It’s often difficult to be find time to be a strategic thinker when you are delivering tactically. The following has guided me through many difficult situations that required a strategic framework in order to properly align all of the continuous improvements we were presenting to senior management:

1. Know where you are — assessment (How do we track our progress along the journey?)
2. Know where you are going — strategy, vision, end-metric or result (What is the right outcome for the customer and the business?)
3. Know how you are going to get there — the roadmap (How do we make forward progress?)

These three simple guidelines have always worked for me when I needed to simplify and articulate a story so senior management could “get it quickly.” Ask yourself, “In the end, how will I know if we are successful? What does success look like? How will I know if we have achieved it?” Envision the end, and then build the roadmap to take you from today to tomorrow. And remember — the arrival must be empirical, quantifiable and visible.

Success is entirely dependent on how you define, pursue, and measure it. It comes by focusing and working relentlessly toward the right end metrics. In short, success comes to Service Leaders who plan the work and work the plan. Service Leaders use this success strategy to inspire themselves and their teams to provide valued services to their customers. Remember, your customers are depending on you to make their voice heard! Don’t disappoint them!

[Region annotation entries]
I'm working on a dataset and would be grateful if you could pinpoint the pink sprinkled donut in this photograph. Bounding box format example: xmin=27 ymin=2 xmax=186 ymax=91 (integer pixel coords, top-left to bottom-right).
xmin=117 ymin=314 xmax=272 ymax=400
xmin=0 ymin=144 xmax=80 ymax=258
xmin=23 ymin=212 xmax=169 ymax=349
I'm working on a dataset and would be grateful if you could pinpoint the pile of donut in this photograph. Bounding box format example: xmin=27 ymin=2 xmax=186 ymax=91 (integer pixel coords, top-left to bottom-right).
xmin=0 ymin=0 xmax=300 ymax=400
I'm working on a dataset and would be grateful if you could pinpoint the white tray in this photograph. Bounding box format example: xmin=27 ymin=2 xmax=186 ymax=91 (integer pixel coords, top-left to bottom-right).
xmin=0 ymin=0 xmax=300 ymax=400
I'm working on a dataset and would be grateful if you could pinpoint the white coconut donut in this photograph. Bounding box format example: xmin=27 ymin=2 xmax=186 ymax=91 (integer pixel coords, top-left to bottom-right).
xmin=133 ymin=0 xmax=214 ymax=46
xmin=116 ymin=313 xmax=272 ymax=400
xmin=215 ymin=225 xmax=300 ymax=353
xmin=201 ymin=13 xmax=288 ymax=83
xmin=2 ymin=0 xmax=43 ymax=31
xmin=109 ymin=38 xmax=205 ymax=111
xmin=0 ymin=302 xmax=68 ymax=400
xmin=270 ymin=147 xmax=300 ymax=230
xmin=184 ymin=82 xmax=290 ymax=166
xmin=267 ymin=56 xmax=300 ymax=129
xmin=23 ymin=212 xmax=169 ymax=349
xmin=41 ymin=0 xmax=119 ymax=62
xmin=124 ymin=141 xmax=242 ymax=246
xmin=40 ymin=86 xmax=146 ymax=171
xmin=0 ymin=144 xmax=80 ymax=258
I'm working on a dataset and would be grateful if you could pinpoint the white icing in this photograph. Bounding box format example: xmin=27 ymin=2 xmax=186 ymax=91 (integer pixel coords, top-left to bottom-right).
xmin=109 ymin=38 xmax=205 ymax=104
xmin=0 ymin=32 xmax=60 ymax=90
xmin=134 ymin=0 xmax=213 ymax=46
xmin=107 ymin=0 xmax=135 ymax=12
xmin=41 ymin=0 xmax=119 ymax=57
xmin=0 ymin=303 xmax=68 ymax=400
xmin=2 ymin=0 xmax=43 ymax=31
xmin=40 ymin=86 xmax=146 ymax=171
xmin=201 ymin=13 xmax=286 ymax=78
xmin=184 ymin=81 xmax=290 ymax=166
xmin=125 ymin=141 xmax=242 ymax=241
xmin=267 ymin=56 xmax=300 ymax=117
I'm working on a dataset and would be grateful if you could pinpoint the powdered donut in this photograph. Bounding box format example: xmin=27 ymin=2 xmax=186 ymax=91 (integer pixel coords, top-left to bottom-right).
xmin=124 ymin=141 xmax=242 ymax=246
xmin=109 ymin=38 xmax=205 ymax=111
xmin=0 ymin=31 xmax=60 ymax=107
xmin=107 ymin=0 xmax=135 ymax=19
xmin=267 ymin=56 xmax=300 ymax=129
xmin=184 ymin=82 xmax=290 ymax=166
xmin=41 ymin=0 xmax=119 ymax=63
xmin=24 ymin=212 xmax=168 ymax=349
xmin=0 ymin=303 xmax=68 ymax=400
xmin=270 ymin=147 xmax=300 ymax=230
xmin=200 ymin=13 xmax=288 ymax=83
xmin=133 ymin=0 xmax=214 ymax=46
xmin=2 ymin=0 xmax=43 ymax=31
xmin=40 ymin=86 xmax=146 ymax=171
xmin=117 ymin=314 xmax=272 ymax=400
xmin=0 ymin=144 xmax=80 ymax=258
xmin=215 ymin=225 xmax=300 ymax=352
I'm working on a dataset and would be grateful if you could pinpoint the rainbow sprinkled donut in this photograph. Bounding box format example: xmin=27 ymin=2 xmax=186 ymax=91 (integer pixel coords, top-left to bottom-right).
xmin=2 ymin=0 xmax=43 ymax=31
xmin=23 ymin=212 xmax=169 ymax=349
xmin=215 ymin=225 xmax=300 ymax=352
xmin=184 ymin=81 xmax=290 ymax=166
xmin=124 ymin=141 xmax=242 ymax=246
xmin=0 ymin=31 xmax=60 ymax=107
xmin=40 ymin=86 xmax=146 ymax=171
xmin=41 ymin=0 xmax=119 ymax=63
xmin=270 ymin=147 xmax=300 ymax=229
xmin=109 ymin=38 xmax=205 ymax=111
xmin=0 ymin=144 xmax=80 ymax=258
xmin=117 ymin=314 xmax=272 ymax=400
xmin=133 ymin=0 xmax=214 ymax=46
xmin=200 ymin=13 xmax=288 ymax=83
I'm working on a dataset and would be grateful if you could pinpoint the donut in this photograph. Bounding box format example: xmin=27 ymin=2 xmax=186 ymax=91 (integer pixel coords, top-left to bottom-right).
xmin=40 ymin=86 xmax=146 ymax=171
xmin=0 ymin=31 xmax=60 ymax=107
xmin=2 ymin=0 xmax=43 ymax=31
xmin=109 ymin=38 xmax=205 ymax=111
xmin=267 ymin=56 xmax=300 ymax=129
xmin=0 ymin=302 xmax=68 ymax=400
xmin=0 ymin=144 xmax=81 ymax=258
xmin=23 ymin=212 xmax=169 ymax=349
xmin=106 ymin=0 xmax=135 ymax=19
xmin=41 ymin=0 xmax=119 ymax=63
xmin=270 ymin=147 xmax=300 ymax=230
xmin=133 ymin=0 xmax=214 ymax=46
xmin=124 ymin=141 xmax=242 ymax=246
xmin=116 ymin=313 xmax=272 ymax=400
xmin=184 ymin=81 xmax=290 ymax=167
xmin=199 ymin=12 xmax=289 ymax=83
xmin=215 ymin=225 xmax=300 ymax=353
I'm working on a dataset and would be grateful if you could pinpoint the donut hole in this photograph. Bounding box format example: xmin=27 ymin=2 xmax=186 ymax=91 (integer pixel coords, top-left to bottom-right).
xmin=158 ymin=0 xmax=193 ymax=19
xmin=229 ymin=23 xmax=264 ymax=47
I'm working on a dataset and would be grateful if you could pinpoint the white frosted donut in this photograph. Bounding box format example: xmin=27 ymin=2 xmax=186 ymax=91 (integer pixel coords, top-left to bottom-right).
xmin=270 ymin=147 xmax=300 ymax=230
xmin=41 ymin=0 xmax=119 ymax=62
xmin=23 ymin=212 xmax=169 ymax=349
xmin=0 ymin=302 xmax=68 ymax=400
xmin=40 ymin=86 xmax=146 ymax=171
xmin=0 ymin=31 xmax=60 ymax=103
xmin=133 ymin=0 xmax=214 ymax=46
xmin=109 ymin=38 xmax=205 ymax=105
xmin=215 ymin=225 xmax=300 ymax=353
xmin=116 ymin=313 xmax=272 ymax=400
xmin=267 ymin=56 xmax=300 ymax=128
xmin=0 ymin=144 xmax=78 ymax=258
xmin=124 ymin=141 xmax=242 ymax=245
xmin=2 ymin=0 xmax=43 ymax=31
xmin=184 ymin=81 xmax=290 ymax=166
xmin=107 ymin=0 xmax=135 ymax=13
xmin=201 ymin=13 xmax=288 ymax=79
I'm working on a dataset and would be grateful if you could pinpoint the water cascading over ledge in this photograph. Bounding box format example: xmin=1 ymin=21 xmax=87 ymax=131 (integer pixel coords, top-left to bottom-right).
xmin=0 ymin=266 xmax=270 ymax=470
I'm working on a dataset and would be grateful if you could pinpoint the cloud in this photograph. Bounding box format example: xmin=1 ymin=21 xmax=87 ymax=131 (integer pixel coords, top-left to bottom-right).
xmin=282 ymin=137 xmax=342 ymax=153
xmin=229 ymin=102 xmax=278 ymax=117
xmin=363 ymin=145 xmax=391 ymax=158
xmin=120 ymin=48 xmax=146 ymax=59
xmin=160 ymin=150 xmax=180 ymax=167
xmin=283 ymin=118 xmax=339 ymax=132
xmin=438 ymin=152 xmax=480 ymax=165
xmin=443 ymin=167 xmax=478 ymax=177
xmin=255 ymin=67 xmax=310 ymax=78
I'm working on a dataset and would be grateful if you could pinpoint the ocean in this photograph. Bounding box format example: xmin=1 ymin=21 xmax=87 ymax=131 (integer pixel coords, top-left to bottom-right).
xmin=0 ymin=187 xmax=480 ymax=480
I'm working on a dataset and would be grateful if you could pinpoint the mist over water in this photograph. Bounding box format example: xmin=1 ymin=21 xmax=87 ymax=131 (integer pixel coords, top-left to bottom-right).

- _What to work on_
1 – Retype the passage on strategic thinking between "It’s often difficult" and "make forward progress?)", inclusive.
2 – Continue the passage on strategic thinking from its last sentence onward.

- _Results for the exercise_
1 –
It’s often difficult to be find time to be a strategic thinker when you are delivering tactically. The following has guided me through many difficult situations that required a strategic framework in order to properly align all of the continuous improvements we were presenting to senior management:

1. Know where you are — assessment (How do we track our progress along the journey?)
2. Know where you are going — strategy, vision, end-metric or result (What is the right outcome for the customer and the business?)
3. Know how you are going to get there — the roadmap (How do we make forward progress?)

2 –
The Five Areas of Service Leadership:

1. Leadership

• Create the strategy and vision
• Create a service culture
• Set the example

2. Customer Advocacy

• Be the voice of the customer
• Listen, listen, listen
• Always market, communicate and build lasting customer relationships

3. Business Savvy

• Solve the business problem
• Be relevant to the business - find ways to increase bottom-line profitability
• Be adaptive, flexible and responsive to business priorities

4. Get It Done

• Remove barriers for front-line
• Deliver quantifiable results
• Hold your team accountable – practice total contact ownership

5. Ambassadors

• Work well with other teams to deliver transparent services to the business
• Be easy to do business with
• Work with a sense of urgency and passionate

About the Author
Peter McGarahan is the founder and president of McGarahan & Associates and acting Chairman of the IT Infrastructure Management Association. Pete’s value to the service and support industry is his thought leadership. As a practitioner, product manager and support industry analyst and expert, he has influenced the maturity of the service and support industry. His passion for customer service led the Taco Bell support organization to achieve the Help Desk Institute Team Excellence Award. IT Support News also named him one of the “Top 25 Professionals in the Service and Support Industry” in 1999. Support professionals voted McGarahan “The Legend of the Year” in 2002 and again in 2004 at the Help Desk Professionals conference for his endless energy, mentoring and coaching and his valuable contribution to the support industry and community. You can reach Peter McGarahan at pete@mcgarahan.com or 714.694.1158.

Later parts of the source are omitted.